(What you have to do): Render the lines below as a Markdown table with two columns, No and Line: number each row, include every line, skip blank lines, and leave out the pictures.

(Material provided):

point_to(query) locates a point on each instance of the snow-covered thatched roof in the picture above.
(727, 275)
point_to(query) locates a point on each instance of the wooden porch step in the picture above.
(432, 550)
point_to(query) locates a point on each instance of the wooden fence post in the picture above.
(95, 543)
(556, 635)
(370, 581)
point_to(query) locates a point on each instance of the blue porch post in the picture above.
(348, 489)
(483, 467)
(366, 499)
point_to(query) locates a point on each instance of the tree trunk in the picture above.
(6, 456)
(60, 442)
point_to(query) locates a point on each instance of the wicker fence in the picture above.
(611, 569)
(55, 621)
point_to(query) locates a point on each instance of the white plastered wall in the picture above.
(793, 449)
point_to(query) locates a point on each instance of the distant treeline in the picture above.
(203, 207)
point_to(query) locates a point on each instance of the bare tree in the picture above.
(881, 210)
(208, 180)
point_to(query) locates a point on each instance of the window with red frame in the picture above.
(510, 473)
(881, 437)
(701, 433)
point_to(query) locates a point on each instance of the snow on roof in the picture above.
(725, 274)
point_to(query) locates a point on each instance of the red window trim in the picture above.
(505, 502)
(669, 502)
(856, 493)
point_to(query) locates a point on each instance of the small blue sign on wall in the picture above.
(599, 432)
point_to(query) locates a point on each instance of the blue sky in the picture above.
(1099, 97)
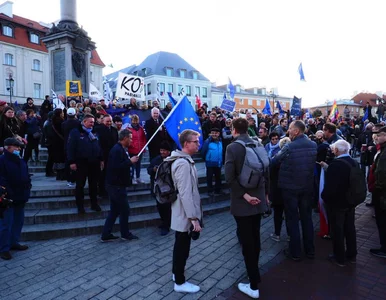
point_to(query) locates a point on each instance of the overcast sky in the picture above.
(256, 43)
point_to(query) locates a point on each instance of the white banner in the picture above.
(94, 94)
(130, 86)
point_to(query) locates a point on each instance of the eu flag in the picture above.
(180, 118)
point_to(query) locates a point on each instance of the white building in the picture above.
(25, 59)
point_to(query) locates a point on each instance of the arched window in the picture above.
(36, 65)
(34, 38)
(8, 59)
(7, 31)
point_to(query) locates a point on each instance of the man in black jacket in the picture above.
(108, 137)
(164, 210)
(85, 157)
(117, 179)
(342, 214)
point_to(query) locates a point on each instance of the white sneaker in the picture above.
(246, 289)
(275, 237)
(186, 287)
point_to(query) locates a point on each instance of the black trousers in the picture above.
(380, 218)
(343, 228)
(216, 171)
(248, 229)
(90, 171)
(180, 256)
(50, 162)
(165, 212)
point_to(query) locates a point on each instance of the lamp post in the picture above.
(10, 89)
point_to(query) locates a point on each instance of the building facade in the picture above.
(25, 62)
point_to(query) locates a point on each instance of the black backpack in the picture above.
(357, 191)
(164, 189)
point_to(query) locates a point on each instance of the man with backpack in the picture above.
(186, 209)
(247, 173)
(340, 183)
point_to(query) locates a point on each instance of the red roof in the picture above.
(22, 37)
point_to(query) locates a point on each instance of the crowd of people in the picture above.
(298, 166)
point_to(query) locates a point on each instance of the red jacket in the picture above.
(138, 140)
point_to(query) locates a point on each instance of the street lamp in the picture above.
(10, 89)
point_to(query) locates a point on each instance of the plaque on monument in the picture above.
(59, 70)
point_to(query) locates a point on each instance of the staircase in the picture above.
(52, 213)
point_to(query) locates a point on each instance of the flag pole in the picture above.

(Final result):
| No | Line |
|---|---|
| 1 | point_to(query) locates a point on each instance of the snow-covered thatched roof in the picture above. |
| 2 | (727, 275) |
| 3 | point_to(query) locates a point on each instance of the wooden porch step in the picture above. |
| 4 | (432, 550) |
| 5 | point_to(query) locates a point on each instance of the wooden fence post in the picture above. |
| 6 | (95, 543) |
| 7 | (556, 635) |
| 8 | (370, 581) |
| 9 | point_to(query) locates a point on each instance of the blue porch post in the picture above. |
| 10 | (348, 489) |
| 11 | (483, 467) |
| 12 | (366, 499) |
| 13 | point_to(query) locates a point on each instance of the tree trunk in the picture above. |
| 14 | (6, 456) |
| 15 | (60, 442) |
| 16 | point_to(query) locates a point on each instance of the wicker fence in the picture above. |
| 17 | (611, 569) |
| 18 | (55, 621) |
| 19 | point_to(query) locates a point on each instance of the white plastered wall in the picture above. |
| 20 | (793, 449) |
| 21 | point_to(query) locates a point on each instance of the distant treeline in the picture above. |
| 22 | (203, 207) |
| 23 | point_to(query) locates a point on each instance of the bare tree in the picture above. |
| 24 | (881, 210) |
| 25 | (208, 180) |
| 26 | point_to(query) locates a point on each instance of the window with red frame in the picture above. |
| 27 | (510, 473) |
| 28 | (881, 437) |
| 29 | (701, 433) |
| 30 | point_to(query) locates a point on each instance of the snow on roof in the picture above. |
| 31 | (725, 274) |
| 32 | point_to(query) locates a point on each instance of the red window trim in the picture above. |
| 33 | (505, 502) |
| 34 | (669, 502) |
| 35 | (856, 493) |
| 36 | point_to(query) locates a point on each instance of the small blue sign on wall in the picture above. |
| 37 | (599, 432) |
| 38 | point_to(query) locates a point on each instance of the blue sky in the picture above. |
| 39 | (1099, 97) |
| 40 | point_to(query) locates a point on each instance of the overcast sky in the picture above. |
| 41 | (256, 43) |
| 42 | point_to(query) locates a point on each instance of the white banner in the picture above. |
| 43 | (94, 94) |
| 44 | (130, 86) |
| 45 | point_to(query) locates a point on each instance of the eu flag in the picture above. |
| 46 | (180, 118) |
| 47 | point_to(query) locates a point on each instance of the white building in the picture above. |
| 48 | (25, 59) |
| 49 | point_to(query) locates a point on each instance of the arched window in the picture above. |
| 50 | (36, 65) |
| 51 | (34, 38) |
| 52 | (8, 59) |
| 53 | (7, 31) |
| 54 | point_to(query) locates a point on each instance of the man in black jacket in the picture above. |
| 55 | (108, 137) |
| 56 | (164, 210) |
| 57 | (85, 157) |
| 58 | (117, 179) |
| 59 | (342, 214) |
| 60 | point_to(query) locates a point on each instance of the white sneaker in the picture above. |
| 61 | (246, 289) |
| 62 | (275, 237) |
| 63 | (186, 287) |
| 64 | point_to(query) locates a point on each instance of the black trousers in the picture above. |
| 65 | (380, 218) |
| 66 | (343, 228) |
| 67 | (216, 171) |
| 68 | (248, 229) |
| 69 | (90, 171) |
| 70 | (180, 256) |
| 71 | (50, 162) |
| 72 | (165, 212) |
| 73 | point_to(query) locates a point on each instance of the lamp post in the picture above. |
| 74 | (10, 89) |
| 75 | point_to(query) locates a point on each instance of the building facade in the picture above. |
| 76 | (25, 62) |
| 77 | point_to(query) locates a point on each instance of the black backpack in the picture above. |
| 78 | (357, 191) |
| 79 | (164, 189) |
| 80 | point_to(query) locates a point on each instance of the man with backpack in the picture above. |
| 81 | (186, 209) |
| 82 | (247, 173) |
| 83 | (340, 183) |
| 84 | point_to(query) locates a point on each instance of the red roof in the picture above. |
| 85 | (22, 37) |
| 86 | point_to(query) locates a point on each instance of the crowd of people in the picture above. |
| 87 | (298, 166) |
| 88 | point_to(query) locates a point on each instance of the red jacket in the picture above. |
| 89 | (138, 140) |
| 90 | point_to(query) locates a point on each instance of the street lamp in the picture above. |
| 91 | (10, 89) |
| 92 | point_to(query) locates a point on each instance of the plaque on monument in the picture above. |
| 93 | (59, 70) |
| 94 | point_to(query) locates a point on each instance of the staircase in the picture above. |
| 95 | (52, 213) |
| 96 | point_to(query) locates a point on each instance of the flag pole in the picture above. |